Page -
There are two classes of garlic, hardneck and softneck. Softneck garlic tends to have many smaller cloves, very tightly wrapped which helps it to store longer once harvested. This is the one you will often see braided together and it can last in your pantry for up to 9 months. Hardneck garlic is a larger plant, the cloves are fewer and larger as well as the bulb itself. It is easier to peel than softneck and although it doesn't store as long as the softneck varieties, it will last a good 4-6 months. Once your stored bulbs start to sprout, you know it's time to split up the remaining bulbs into cloves, plant your largest ones and puree the rest, freezing it into ice cube trays until you get your next harvest.

I prefer to grow the hardneck types myself and just plant them in the spring and the fall to be sure I never run out of homegrown garlic.

 

Planting Garlic

Garlic is such an easy plant to propagate, save and pass on to other gardeners as it stores well and the part we plant is the clove. It tolerates a wide variety of soils as long as it isn’t sitting in water over the winter.

It can be planted in spring or fall, I’ve planted as late as Thanksgiving and still gotten huge, beautiful bulbs the next June. If you are really wanting a constant supply of your own garlic, plant in both seasons!

Garlic can be grown in pots or even in your flower beds, it does produce a white or purplish flowerhead similar to an allium.

Goals -
a: Repeat the stretch of the garlic text from "Planting Garlic" through "in both seasons!", word for word.
b: State whether each statement agrees with the garlic text, answering yes or no and quoting the deciding words: (i) Softneck garlic can keep in the pantry for up to nine months. (ii) Hardneck garlic is harder to peel than softneck garlic. (iii) Garlic tolerates soil that sits in water over the winter.
c: Extend the garlic-growing text with a further passage that begins after its final sentence.
The items that follow were drawn from a separate source.

Records provided -
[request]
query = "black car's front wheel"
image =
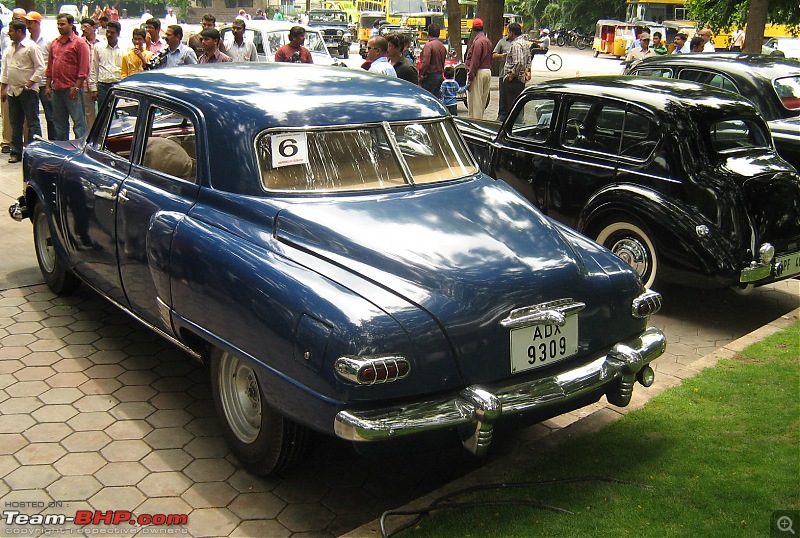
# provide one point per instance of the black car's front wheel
(58, 278)
(261, 438)
(632, 242)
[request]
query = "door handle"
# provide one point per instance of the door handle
(108, 193)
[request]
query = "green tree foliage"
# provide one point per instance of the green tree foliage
(727, 13)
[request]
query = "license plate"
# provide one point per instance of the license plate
(790, 262)
(540, 345)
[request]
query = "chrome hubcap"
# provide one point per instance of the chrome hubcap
(241, 398)
(633, 253)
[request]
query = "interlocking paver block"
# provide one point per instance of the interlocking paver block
(74, 488)
(129, 429)
(305, 517)
(86, 441)
(212, 522)
(117, 498)
(61, 395)
(209, 470)
(262, 505)
(209, 495)
(126, 450)
(260, 529)
(98, 420)
(40, 453)
(54, 413)
(165, 484)
(47, 432)
(167, 460)
(95, 402)
(80, 463)
(122, 473)
(32, 477)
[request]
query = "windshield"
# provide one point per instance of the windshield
(788, 89)
(736, 134)
(274, 40)
(363, 157)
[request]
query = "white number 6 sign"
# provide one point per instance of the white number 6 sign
(289, 149)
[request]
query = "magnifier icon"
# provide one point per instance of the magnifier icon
(785, 524)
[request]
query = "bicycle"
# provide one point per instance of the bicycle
(552, 61)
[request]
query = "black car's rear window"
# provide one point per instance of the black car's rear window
(788, 89)
(733, 134)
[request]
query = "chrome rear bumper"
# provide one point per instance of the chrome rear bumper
(478, 407)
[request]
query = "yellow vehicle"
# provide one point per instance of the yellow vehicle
(366, 20)
(605, 36)
(419, 22)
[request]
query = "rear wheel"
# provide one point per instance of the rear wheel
(58, 278)
(632, 242)
(261, 438)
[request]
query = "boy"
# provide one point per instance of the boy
(450, 89)
(136, 58)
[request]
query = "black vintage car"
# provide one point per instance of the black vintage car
(679, 179)
(770, 83)
(335, 27)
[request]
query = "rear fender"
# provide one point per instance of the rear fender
(673, 224)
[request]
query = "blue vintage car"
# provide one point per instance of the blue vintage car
(323, 238)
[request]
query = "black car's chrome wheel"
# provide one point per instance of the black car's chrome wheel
(264, 440)
(631, 242)
(58, 279)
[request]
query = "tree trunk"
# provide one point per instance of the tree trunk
(756, 20)
(454, 27)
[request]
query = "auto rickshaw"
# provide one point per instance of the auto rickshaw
(365, 22)
(420, 23)
(605, 35)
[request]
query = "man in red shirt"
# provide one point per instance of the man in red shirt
(479, 74)
(431, 69)
(67, 70)
(294, 51)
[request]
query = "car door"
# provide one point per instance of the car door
(523, 153)
(589, 139)
(161, 188)
(88, 195)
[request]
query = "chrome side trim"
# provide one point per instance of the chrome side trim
(479, 406)
(549, 313)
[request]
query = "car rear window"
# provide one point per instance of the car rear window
(363, 157)
(788, 89)
(733, 134)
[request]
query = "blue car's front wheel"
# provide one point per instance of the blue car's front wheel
(264, 440)
(58, 278)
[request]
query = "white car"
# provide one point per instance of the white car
(789, 46)
(269, 36)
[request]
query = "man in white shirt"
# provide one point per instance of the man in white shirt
(106, 67)
(22, 71)
(378, 56)
(240, 50)
(33, 20)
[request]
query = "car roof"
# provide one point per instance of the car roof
(653, 93)
(745, 65)
(265, 94)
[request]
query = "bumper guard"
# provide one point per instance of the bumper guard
(477, 407)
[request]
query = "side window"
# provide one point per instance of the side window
(640, 136)
(659, 72)
(171, 146)
(711, 79)
(534, 122)
(122, 128)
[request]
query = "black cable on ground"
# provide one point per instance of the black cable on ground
(437, 504)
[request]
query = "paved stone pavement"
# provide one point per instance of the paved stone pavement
(97, 413)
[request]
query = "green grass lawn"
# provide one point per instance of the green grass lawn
(721, 452)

Answer set -
a:
Planting Garlic

Garlic is such an easy plant to propagate, save and pass on to other gardeners as it stores well and the part we plant is the clove. It tolerates a wide variety of soils as long as it isn’t sitting in water over the winter.

It can be planted in spring or fall, I’ve planted as late as Thanksgiving and still gotten huge, beautiful bulbs the next June. If you are really wanting a constant supply of your own garlic, plant in both seasons!

b:
(i) Yes: "it can last in your pantry for up to 9 months."
(ii) No: "It is easier to peel than softneck."
(iii) No: "It tolerates a wide variety of soils as long as it isn’t sitting in water over the winter."

c:
Plant your garlic cloves 3-6 inches deep, 6-8 inches apart, small flat side down and pointed side up.

 

Harvesting Garlic:

There are two things you can harvest and eat from garlic plants—the scape and the mature bulbs. Garlic scapes are the immature flowering stalks the plant sends up in April/ May depending on weather and when you planted. It’s thought that harvesting the scape forces the rest of the plant's energy into making a great bulb.

Garlic scapes shoot up from the center of the plant and are harvested when the top starts to curl over and the flower bud is still very small. To harvest it, you grasp the stalk as close to the rest of the leaves as you can and pull steadily upwards. You’ll hear a pop and feel it come loose, the goal is to get as long a scape as possible; the part closest to the bulb being the most tender and tasty.

Harvesting the bulbs is quite easy as well, you’ll know it’s time when the 3rd or 4th leaf dries up starting from the bottom. Each of these leaves is one of the layers that wraps around and protects your garlic bulb.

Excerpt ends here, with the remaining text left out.